§ **PROBLEM**:
Render every line of the material below as a Markdown table with two columns, Row and Line. Row holds a running number and Line holds the text. Skip blank lines and leave out the pictures.

[Start of MATERIAL PROVIDED]

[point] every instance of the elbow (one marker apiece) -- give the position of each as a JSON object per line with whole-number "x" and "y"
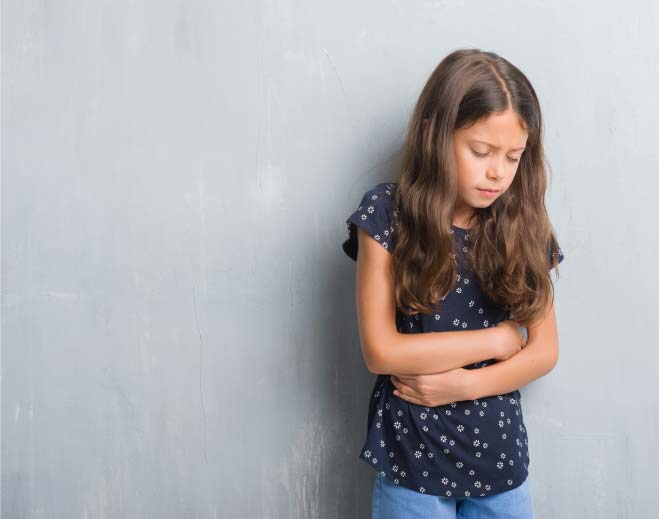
{"x": 376, "y": 363}
{"x": 377, "y": 355}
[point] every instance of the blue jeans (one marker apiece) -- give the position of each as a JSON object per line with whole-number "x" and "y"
{"x": 391, "y": 501}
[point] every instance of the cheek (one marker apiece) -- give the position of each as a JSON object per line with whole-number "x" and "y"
{"x": 469, "y": 170}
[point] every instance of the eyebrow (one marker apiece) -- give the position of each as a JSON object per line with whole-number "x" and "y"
{"x": 496, "y": 147}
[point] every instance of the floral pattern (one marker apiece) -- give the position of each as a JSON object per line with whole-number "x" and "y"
{"x": 464, "y": 448}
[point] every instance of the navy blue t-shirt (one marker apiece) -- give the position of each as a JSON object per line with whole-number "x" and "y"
{"x": 465, "y": 448}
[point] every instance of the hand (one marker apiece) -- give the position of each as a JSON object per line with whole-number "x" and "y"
{"x": 509, "y": 341}
{"x": 434, "y": 389}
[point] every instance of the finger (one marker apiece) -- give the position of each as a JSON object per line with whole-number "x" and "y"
{"x": 403, "y": 387}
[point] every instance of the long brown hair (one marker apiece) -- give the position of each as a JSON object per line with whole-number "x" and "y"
{"x": 512, "y": 240}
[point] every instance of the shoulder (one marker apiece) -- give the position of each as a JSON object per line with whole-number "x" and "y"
{"x": 376, "y": 215}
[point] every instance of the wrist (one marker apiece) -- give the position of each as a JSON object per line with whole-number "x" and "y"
{"x": 472, "y": 386}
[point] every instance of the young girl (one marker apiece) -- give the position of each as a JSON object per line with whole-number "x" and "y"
{"x": 459, "y": 244}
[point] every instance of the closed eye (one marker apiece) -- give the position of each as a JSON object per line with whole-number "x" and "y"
{"x": 485, "y": 155}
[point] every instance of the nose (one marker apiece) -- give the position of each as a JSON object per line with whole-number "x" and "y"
{"x": 495, "y": 171}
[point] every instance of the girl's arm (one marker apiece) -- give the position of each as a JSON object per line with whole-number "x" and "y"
{"x": 387, "y": 351}
{"x": 534, "y": 361}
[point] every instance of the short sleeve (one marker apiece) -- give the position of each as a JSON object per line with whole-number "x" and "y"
{"x": 375, "y": 215}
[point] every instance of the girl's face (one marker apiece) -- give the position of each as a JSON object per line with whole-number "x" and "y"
{"x": 487, "y": 155}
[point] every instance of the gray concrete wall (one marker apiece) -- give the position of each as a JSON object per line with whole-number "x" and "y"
{"x": 179, "y": 335}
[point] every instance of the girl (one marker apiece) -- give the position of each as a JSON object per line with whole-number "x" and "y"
{"x": 459, "y": 244}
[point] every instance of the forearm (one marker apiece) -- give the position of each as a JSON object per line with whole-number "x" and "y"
{"x": 434, "y": 352}
{"x": 534, "y": 361}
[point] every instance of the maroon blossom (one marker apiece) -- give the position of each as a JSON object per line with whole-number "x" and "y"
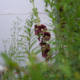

[End of MATERIAL PROVIDED]

§ **EXERCISE RESULT**:
| Row | Line |
|---|---|
| 1 | [point] every instance of the elbow (one marker apiece) -- give the position of each as a JSON object per line with whole-number "x" and "y" |
| 2 | {"x": 376, "y": 363} |
| 3 | {"x": 377, "y": 355} |
| 4 | [point] every instance of the blue jeans (one marker apiece) -- give the position of each as a JSON object per line with whole-number "x" and "y" |
| 5 | {"x": 391, "y": 501} |
| 6 | [point] every instance of the cheek (one marker apiece) -- give the position of each as a JSON object per line with whole-number "x" and "y" |
| 7 | {"x": 469, "y": 170} |
| 8 | [point] every instance of the eyebrow (one marker apiece) -- give the position of each as a JSON object per line with whole-number "x" and "y" |
| 9 | {"x": 496, "y": 147} |
| 10 | [point] every instance of the floral pattern (one marker apiece) -- give the position of each as a JSON object per line with whole-number "x" and "y" |
| 11 | {"x": 464, "y": 448} |
| 12 | [point] every instance of the navy blue t-shirt (one marker apiece) -- give the position of each as a JSON object per line with whole-number "x" and "y" |
| 13 | {"x": 465, "y": 448} |
| 14 | [point] every instance of the hand (one marker apiece) -- give the position of each as a JSON object per line with whole-number "x" and "y" |
| 15 | {"x": 509, "y": 341} |
| 16 | {"x": 434, "y": 389} |
| 17 | [point] every instance of the finger (one marker apiece) -- give the position of each as a JSON object per line with whole-number "x" and "y" |
| 18 | {"x": 403, "y": 387} |
| 19 | [point] every instance of the long brown hair (one marker apiece) -- give the position of each as a JSON object per line with whole-number "x" and "y" |
| 20 | {"x": 512, "y": 240} |
| 21 | [point] every instance of the shoulder (one marker apiece) -- give the position of each as a JSON object per line with whole-number "x" and "y" |
| 22 | {"x": 376, "y": 215} |
| 23 | [point] every instance of the wrist (one marker apiece) -- give the position of each as a JSON object per line with whole-number "x" and "y" |
| 24 | {"x": 472, "y": 386} |
| 25 | [point] every instance of the young girl (one marker apiece) -- give the position of each as a JSON object per line with whole-number "x" and "y" |
| 26 | {"x": 459, "y": 244} |
| 27 | [point] every instance of the closed eye (one marker apiece) -- give the position of each as a JSON object per line with whole-number "x" and "y" |
| 28 | {"x": 485, "y": 155} |
| 29 | [point] every instance of the nose (one marker apiece) -- give the position of each as a JSON object per line with whole-number "x" and "y" |
| 30 | {"x": 495, "y": 171} |
| 31 | [point] every instance of the girl's arm (one marker apiece) -- give the position of each as a JSON object per line with whole-number "x" and "y" |
| 32 | {"x": 387, "y": 351} |
| 33 | {"x": 534, "y": 361} |
| 34 | [point] every instance of the short sleeve (one marker apiece) -- give the position of each as a JSON object per line with whole-number "x" and "y" |
| 35 | {"x": 375, "y": 215} |
| 36 | [point] every instance of the girl's face (one marker apiece) -- give the position of each as a JSON object per line with whole-number "x" and "y" |
| 37 | {"x": 487, "y": 155} |
| 38 | [point] every instance of the gray concrete wall (one marker apiece) -- give the position of each as a JSON object per line with whole-number "x" and "y" |
| 39 | {"x": 179, "y": 335} |
| 40 | [point] every instance of the girl (one marker apiece) -- give the position of each as a JSON object per line with whole-number "x" and "y" |
| 41 | {"x": 459, "y": 244} |
| 42 | [point] every instance of the forearm (one marker apiece) -- give the position of each as a JSON object per line with whole-number "x" and "y" |
| 43 | {"x": 434, "y": 352} |
| 44 | {"x": 534, "y": 361} |
| 45 | [point] every instance of the maroon blossom (one marker apiece) -- give the position of each as a JSON object per line with whole-number "x" and "y" |